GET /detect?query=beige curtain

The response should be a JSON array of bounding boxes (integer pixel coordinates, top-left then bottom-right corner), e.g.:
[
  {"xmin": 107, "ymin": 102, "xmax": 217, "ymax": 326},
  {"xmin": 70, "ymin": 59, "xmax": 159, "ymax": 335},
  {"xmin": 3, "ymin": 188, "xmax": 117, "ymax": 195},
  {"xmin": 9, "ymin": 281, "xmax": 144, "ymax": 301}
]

__Exercise objective__
Write each line of the data down again exactly as it reads.

__Response__
GET /detect?query=beige curtain

The response should be a JSON array of bounding boxes (integer pixel coordinates, top-left then bottom-right corner), e.g.:
[
  {"xmin": 107, "ymin": 102, "xmax": 217, "ymax": 326},
  {"xmin": 70, "ymin": 59, "xmax": 159, "ymax": 335},
  {"xmin": 3, "ymin": 188, "xmax": 117, "ymax": 195},
  {"xmin": 9, "ymin": 281, "xmax": 144, "ymax": 301}
]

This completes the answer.